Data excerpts
------------------------------------
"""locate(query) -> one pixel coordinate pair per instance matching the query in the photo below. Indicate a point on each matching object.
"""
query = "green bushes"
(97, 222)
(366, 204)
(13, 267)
------------------------------------
What is required – All of the entries above should be written out again exactly.

Result for this task –
"""locate(query) -> one pixel coordinate pair per instance matching the query in the photo below. Indicate a point on each matching object.
"""
query = "green bushes"
(97, 222)
(366, 204)
(13, 267)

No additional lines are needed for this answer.